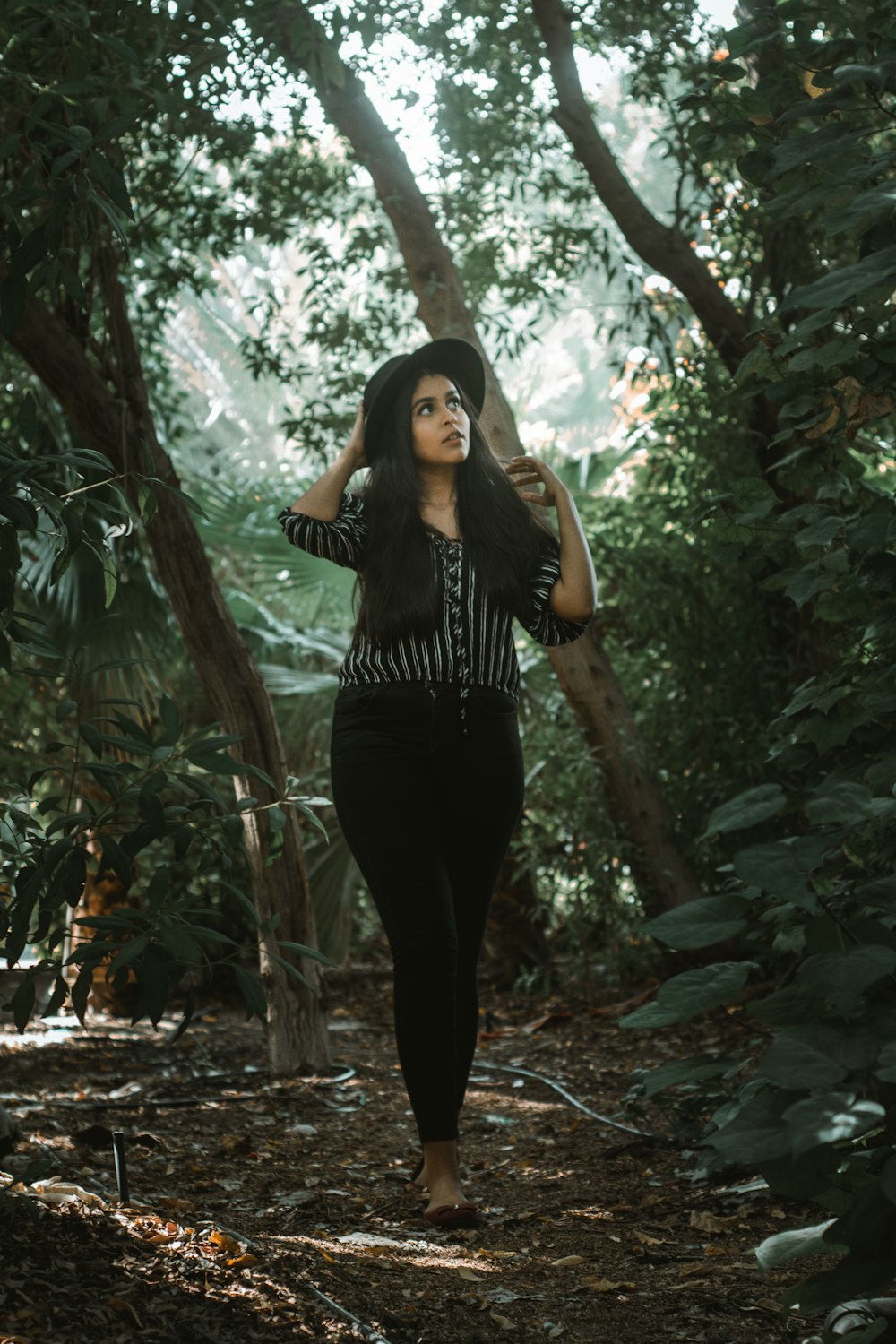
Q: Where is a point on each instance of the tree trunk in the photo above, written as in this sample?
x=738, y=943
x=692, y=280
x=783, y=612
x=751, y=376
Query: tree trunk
x=665, y=876
x=661, y=871
x=118, y=424
x=667, y=249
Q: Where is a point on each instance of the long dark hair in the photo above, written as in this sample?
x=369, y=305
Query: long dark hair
x=398, y=577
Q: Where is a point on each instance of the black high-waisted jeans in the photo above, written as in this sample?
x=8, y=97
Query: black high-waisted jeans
x=427, y=790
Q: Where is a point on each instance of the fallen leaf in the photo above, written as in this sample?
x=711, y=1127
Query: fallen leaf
x=710, y=1222
x=223, y=1241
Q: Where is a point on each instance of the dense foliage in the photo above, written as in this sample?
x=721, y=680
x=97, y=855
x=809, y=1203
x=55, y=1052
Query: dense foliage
x=743, y=530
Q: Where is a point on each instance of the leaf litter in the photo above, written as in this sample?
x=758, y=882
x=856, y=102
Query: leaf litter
x=260, y=1222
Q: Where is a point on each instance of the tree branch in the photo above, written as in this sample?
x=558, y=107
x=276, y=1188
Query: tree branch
x=667, y=250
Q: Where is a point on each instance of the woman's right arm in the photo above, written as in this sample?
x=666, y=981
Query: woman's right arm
x=323, y=499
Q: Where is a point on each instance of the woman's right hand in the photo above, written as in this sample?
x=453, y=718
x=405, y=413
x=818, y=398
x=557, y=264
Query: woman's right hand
x=355, y=445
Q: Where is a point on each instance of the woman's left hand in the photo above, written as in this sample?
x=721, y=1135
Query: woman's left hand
x=532, y=470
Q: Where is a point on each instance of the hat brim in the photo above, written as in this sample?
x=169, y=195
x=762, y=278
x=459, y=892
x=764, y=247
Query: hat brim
x=457, y=359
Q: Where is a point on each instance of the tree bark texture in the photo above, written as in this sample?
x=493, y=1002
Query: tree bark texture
x=664, y=247
x=665, y=878
x=112, y=414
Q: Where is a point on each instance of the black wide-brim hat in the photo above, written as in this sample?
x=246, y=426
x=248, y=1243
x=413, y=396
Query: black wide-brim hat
x=454, y=358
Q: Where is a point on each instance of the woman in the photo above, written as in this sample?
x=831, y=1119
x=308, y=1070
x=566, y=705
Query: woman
x=426, y=763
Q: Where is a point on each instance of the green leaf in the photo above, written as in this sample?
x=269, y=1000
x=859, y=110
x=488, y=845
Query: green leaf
x=774, y=868
x=845, y=285
x=56, y=997
x=253, y=992
x=128, y=953
x=242, y=900
x=840, y=801
x=115, y=857
x=841, y=978
x=756, y=1133
x=791, y=1062
x=110, y=180
x=745, y=809
x=110, y=215
x=887, y=1064
x=692, y=992
x=677, y=1072
x=22, y=1002
x=833, y=1118
x=700, y=924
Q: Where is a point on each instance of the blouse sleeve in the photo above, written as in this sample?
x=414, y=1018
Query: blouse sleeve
x=341, y=540
x=540, y=620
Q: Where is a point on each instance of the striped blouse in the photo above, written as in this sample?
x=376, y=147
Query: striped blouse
x=473, y=639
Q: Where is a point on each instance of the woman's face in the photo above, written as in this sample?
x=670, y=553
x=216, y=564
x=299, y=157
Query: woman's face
x=440, y=425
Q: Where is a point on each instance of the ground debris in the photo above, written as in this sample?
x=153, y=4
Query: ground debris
x=263, y=1222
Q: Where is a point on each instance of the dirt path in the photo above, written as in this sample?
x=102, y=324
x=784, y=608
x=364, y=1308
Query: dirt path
x=249, y=1198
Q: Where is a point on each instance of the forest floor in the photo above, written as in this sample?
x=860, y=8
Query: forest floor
x=253, y=1196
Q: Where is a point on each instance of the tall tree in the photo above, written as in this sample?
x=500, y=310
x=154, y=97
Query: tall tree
x=664, y=874
x=66, y=199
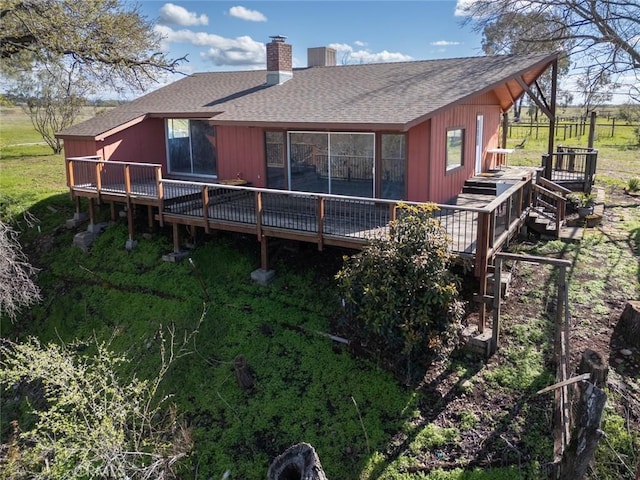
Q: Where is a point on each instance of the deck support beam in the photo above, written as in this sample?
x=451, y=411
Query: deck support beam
x=92, y=211
x=131, y=243
x=176, y=238
x=264, y=253
x=482, y=263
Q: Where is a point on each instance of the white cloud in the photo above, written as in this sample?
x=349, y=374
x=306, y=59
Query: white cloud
x=461, y=6
x=246, y=14
x=444, y=43
x=220, y=50
x=171, y=14
x=352, y=56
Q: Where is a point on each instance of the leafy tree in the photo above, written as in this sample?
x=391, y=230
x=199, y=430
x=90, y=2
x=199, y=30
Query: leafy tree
x=595, y=88
x=17, y=288
x=108, y=40
x=85, y=422
x=508, y=34
x=54, y=98
x=61, y=50
x=601, y=34
x=399, y=291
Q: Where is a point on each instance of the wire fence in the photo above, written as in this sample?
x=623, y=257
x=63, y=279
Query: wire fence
x=572, y=129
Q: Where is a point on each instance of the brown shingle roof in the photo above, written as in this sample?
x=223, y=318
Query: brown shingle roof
x=393, y=94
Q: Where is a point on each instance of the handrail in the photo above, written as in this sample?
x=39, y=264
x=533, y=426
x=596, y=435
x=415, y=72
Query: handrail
x=498, y=218
x=553, y=186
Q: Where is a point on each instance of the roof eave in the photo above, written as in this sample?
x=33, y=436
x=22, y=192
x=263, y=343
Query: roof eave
x=367, y=126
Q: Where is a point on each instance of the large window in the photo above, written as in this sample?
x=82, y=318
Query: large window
x=338, y=163
x=393, y=163
x=455, y=148
x=275, y=154
x=192, y=147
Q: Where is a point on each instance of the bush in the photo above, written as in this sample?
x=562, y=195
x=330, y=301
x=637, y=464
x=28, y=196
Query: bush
x=400, y=296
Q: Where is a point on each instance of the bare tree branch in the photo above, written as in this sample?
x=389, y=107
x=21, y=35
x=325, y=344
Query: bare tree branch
x=17, y=288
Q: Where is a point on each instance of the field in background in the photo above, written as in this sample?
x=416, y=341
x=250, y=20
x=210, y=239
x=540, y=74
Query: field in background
x=468, y=421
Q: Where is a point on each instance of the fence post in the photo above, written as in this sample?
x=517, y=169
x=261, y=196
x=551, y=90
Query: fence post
x=592, y=130
x=547, y=165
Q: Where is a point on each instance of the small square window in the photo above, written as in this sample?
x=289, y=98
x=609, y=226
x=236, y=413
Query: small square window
x=455, y=148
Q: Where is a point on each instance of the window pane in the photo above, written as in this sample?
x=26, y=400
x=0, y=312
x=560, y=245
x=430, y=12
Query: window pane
x=393, y=164
x=455, y=147
x=203, y=147
x=274, y=149
x=352, y=164
x=308, y=162
x=178, y=143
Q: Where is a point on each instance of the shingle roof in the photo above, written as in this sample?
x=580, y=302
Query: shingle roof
x=392, y=94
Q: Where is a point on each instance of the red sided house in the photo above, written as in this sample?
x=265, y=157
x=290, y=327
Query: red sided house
x=320, y=154
x=413, y=130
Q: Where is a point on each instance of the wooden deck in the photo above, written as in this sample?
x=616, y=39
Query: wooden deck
x=477, y=226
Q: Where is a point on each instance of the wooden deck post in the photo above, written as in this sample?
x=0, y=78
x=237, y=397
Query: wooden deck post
x=70, y=179
x=497, y=300
x=264, y=253
x=259, y=217
x=505, y=126
x=552, y=107
x=482, y=263
x=130, y=218
x=92, y=212
x=320, y=209
x=205, y=208
x=99, y=177
x=176, y=238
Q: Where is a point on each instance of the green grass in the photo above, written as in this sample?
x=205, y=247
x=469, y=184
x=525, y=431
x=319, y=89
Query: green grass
x=305, y=384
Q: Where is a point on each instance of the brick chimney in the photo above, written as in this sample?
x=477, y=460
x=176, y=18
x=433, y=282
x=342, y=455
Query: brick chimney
x=279, y=61
x=321, y=57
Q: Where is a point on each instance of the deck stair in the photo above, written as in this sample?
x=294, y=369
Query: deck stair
x=548, y=210
x=542, y=222
x=478, y=186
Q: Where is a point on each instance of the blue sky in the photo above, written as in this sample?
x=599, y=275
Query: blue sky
x=220, y=35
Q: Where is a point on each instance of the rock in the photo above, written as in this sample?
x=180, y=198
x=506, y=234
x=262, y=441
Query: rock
x=299, y=462
x=628, y=326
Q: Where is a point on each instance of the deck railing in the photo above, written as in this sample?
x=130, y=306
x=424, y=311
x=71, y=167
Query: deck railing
x=571, y=165
x=92, y=174
x=321, y=218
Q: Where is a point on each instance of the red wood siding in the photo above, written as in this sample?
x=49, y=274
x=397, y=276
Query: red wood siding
x=444, y=185
x=418, y=147
x=241, y=154
x=143, y=143
x=79, y=148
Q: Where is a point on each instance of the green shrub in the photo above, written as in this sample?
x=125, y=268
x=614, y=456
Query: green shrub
x=399, y=294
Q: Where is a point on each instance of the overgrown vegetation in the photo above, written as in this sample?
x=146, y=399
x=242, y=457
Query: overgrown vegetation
x=400, y=293
x=466, y=420
x=83, y=420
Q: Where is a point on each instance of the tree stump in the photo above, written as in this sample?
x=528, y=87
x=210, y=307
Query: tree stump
x=298, y=462
x=591, y=362
x=629, y=324
x=585, y=433
x=243, y=372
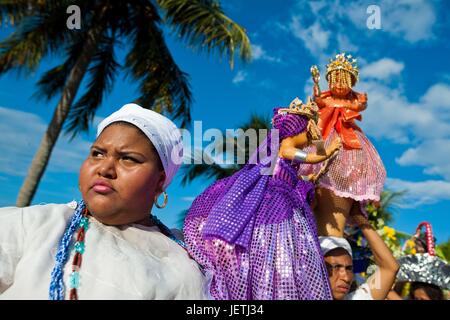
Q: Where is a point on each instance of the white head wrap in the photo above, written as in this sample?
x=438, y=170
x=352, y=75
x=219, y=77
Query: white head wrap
x=329, y=243
x=162, y=132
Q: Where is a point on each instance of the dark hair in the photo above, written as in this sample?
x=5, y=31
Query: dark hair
x=432, y=291
x=128, y=124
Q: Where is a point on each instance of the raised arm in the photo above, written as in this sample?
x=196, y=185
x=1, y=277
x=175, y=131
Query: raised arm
x=380, y=283
x=291, y=145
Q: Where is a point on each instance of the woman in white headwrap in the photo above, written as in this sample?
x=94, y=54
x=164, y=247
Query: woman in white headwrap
x=109, y=245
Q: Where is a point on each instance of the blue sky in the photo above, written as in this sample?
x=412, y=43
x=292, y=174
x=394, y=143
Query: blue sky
x=404, y=69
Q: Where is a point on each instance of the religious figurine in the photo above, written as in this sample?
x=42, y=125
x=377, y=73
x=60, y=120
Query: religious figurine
x=356, y=174
x=255, y=234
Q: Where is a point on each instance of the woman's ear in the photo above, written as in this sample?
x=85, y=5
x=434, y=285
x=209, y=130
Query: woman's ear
x=160, y=185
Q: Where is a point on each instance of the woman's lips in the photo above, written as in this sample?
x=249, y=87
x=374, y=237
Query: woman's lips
x=343, y=289
x=102, y=187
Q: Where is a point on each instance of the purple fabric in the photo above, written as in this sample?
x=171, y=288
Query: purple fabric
x=256, y=233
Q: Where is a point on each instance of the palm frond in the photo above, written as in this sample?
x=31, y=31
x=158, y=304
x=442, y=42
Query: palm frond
x=53, y=81
x=37, y=35
x=14, y=11
x=204, y=25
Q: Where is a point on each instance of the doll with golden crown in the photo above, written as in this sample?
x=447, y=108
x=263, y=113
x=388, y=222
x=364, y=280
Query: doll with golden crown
x=356, y=174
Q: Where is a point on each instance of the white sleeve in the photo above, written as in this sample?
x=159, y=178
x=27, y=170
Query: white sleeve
x=11, y=244
x=362, y=293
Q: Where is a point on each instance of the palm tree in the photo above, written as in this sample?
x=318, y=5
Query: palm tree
x=40, y=30
x=218, y=171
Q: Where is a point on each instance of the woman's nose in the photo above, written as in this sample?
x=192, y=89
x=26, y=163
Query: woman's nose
x=107, y=168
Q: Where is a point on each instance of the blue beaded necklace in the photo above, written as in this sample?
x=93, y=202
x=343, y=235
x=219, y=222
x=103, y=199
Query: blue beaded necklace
x=80, y=222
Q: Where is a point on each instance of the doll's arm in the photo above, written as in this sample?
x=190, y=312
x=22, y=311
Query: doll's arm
x=359, y=103
x=321, y=99
x=291, y=149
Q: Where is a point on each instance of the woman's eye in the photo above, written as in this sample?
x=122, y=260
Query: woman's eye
x=96, y=154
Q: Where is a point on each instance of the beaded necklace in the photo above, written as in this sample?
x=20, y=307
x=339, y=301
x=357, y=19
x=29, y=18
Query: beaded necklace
x=81, y=219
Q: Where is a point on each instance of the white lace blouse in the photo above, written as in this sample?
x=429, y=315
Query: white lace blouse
x=127, y=262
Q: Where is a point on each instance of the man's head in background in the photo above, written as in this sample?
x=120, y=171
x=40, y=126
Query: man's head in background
x=337, y=254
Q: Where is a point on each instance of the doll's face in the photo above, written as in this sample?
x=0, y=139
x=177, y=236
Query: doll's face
x=340, y=83
x=121, y=176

---+---

*Your task:*
Every line above from the line with "Query: bush" to the line with "x=580, y=302", inclusive, must be returned exactly; no other line belongs in the reply.

*Answer box:*
Query: bush
x=400, y=296
Q: Where is a point on each instance of the bare tree branch in the photo above, written as in this sample?
x=389, y=107
x=21, y=35
x=325, y=344
Query: bare tree branch
x=17, y=288
Q: Where is a point on each instance of the field in background in the photo above, written as in this sample?
x=416, y=341
x=250, y=20
x=210, y=239
x=540, y=74
Query: field in background
x=468, y=421
Q: Where is a point on each instance of the fence post in the photo above, written as in this sample?
x=517, y=169
x=261, y=196
x=551, y=90
Query: fence post
x=592, y=130
x=547, y=165
Q: Where is a point on each instance of the small square window in the photo above, written as in this sample?
x=289, y=98
x=609, y=226
x=236, y=413
Query: small square window
x=455, y=148
Q: Where is a point on each instance of the window pane in the photo above, written as in this sample?
x=26, y=400
x=0, y=312
x=560, y=245
x=430, y=12
Query: window pane
x=393, y=164
x=455, y=147
x=203, y=147
x=274, y=149
x=352, y=164
x=308, y=162
x=178, y=143
Q: Where is a point on each instance of the shingle roof in the photo above, written as in this sample?
x=580, y=302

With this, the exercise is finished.